-- START Excerpt to read --

The company's brands includes Tai Ping, Edward Fields and La Manufacture Cogolin.

==History==
=== 1956–1960s ===
Tai Ping (meaning “Great Peace” in Chinese) was founded in Hong Kong in 1956 by Sir Lawrence Kadoorie, Sir Horace Kadoorie, and a group of international business associates. The company initially focused on preserving the tradition of handmade Chinese carpets and supporting craftspeople who had relocated from Mainland China. Early projects included a custom carpet for Grauman’s Chinese Theatre in Los Angeles.

Shortly after its founding, the company director, Anthony Yeh developed a motorized hand-tufting gun that enabled faster and more efficient carpet production and later became widely adopted within the industry. In 1957, Tai Ping opened a showroom in Hong Kong beside The Peninsula Hotel, and in 1959, relocated production to a larger facility in Tai Po in the New Territories.

=== 1960s–1970s ===
During the 1960s and 1970s, Tai Ping expanded internationally, opening its first overseas showroom in Paris in 1963. The company produced carpets for high-profile residences, including Buckingham Palace, Windsor Castle, the Élysée Palace, as well as royal households in Thailand and Brunei. Between 1961 and 1965, the Tai Po factory was expanded to 60,000 square meters. To support growing demand, Tai Ping established the Philippine Carpet Manufacturing Corporation (PCMC) in 1966, the Thailand Carpet Manufacturing Co. Ltd. (TCMC) in 1968, and a joint venture factory in Singapore's Jurong Industrial Estate in 1971.

=== 1980s–2000s ===
During the 1980s and 1990s, Tai Ping continued its international expansion, opening a flagship showroom in Paris in 1982 and its first London showroom on Savile Row in 1985, which was later succeeded by a flagship showroom on Fulham Road in 2024. During this period, the company completed projects including a hand-tufted carpet for the mosque at Riyadh International Airport Mosque.

In the 2000s, the company expanded its presence in the United States, opening a flagship showroom in New York City in 2004, now located in the Architects & Designers Building anchored in the heart of Manhattan's design district, and acquiring the American carpet company Edward Fields in 2005. Edward Fields' carpets have been installed in locations including the White House and Air Force One, and the brand operates through shared Tai Ping showrooms in the United States.

-- END Excerpt to read --
-- START Stored data --

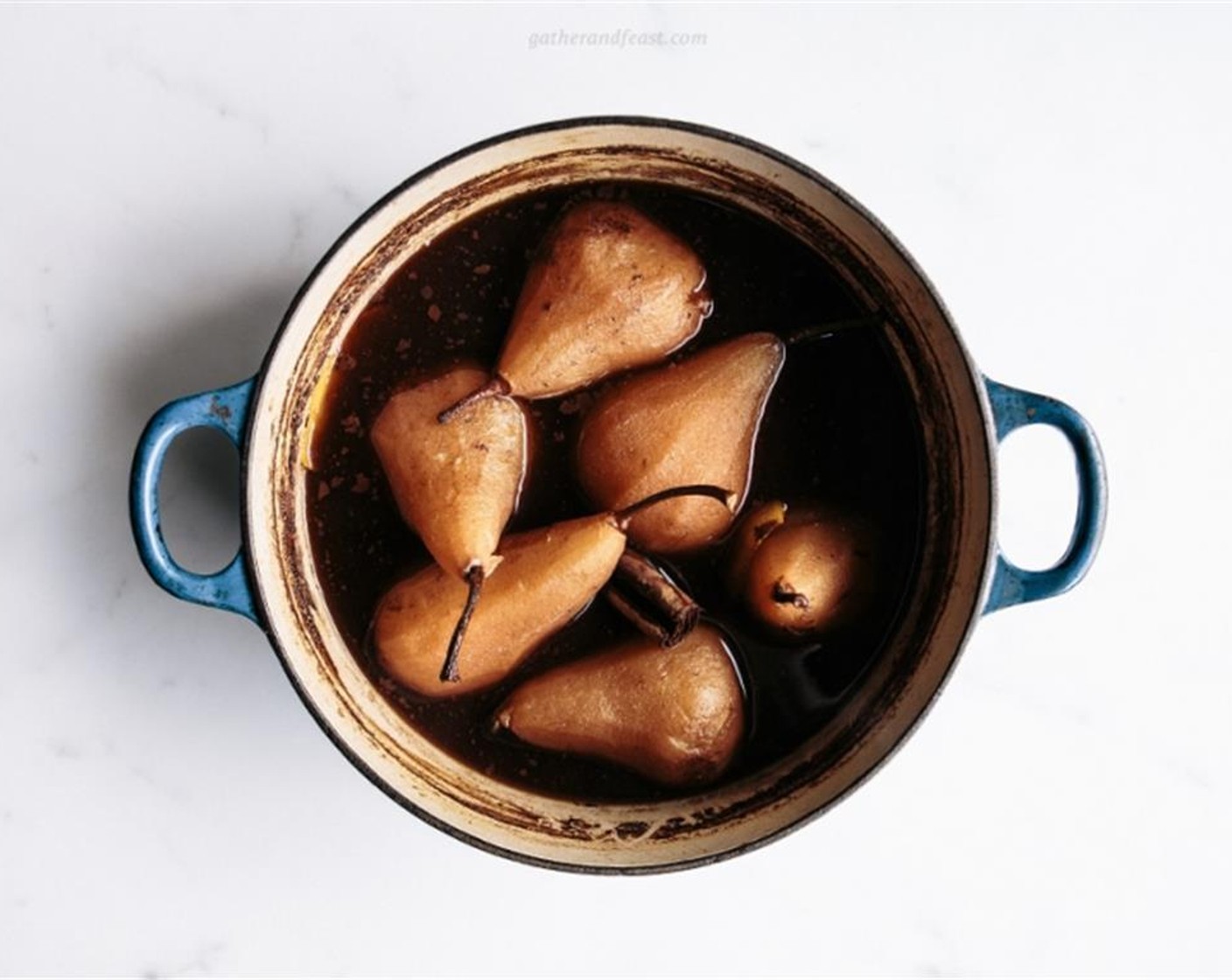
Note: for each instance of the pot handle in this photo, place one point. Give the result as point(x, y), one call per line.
point(226, 410)
point(1014, 409)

-- END Stored data --

**Goal of the exercise**
Could you continue the Tai Ping company history, the text above the material, from the point where it stops?

**Response for this exercise**
=== 2010s–present ===
In 2010, Tai Ping purchased La Manufacture Cogolin, the French producer of hand-woven Jacquard carpets, founded by Jean Lauer in 1924. Under Tai Ping direction, the company's original workshops were restored and a new Paris showroom was opened in June 2012.

Also in June 2012, Tai Ping launched a new European flagship on Rue Montalembert in Paris conceived by Belgian born, Paris-based designer Ramy Fischler, while today's showroom is now located at 3 Place des Victoires.

Between 2018 and 2024, Tai Ping opened a production facility in Xiamen and launched new showrooms in Milan, Shanghai, London, Paris, New York, San Francisco, and Hong Kong. In 2024, Tai Ping further expanded its global presence with showroom openings in several major cities: New York, San Francisco, Shanghai, and Hong Kong.

==Management and strategic development==
In September 2017, Tai Ping sold its commercial business to an independent third party. This sale included the manufacture, distribution and sales of machine-made commercial carpet, and it allowed Tai Ping to focus its operations, marketing and sales efforts on custom-made artisan products for use in homes, yachts and private jets, along with high-end commercial locations such as boutique stores, hotels and corporate offices.

In January 2018, former COO Mark Worgan became Tai Ping's CEO, replacing James H. Kaplan. Other key personnel include CFO Alex Lung, CSO Joel Frommann, and Managing Directors for each of Tai Ping's global regions: Sarah Henry (Europe, Middle East, Africa), Celia Yeung (Asia) and Kate Judd (Americas). Nicholas Colfer serves as Chairman.

==Products==
Tai Ping's custom-tufted products are manufactured in its proprietary factory in Xiamen. The company's hand-knotted carpets are handwoven in independent factories in China and Nepal. Hand-loomed rugs under the Manufacture Cogolin brand are still made on Jacquard looms in France.

==Sustainability==
Tai Ping holds both Gold and Platinum NSF 140 certifications,
from the American National Standards Institute ANSI, as well as LEED (Leadership in Energy and Environmental Design) certification. Internally, Tai Ping has implemented Tai Ping Towards Sustainability, (TPTS), a program dedicated to sustainable practices and achievements.

Tai Ping holds certifications including ISO 9001, ISO 14001, and ISO 45001, as well as Green Label Plus (GLP+) certification from the Carpet and Rug Institute for indoor air quality.

==Awards and recognition==
The company has received award such as the Vogue Living Design Awards, and Blue Wake Awards.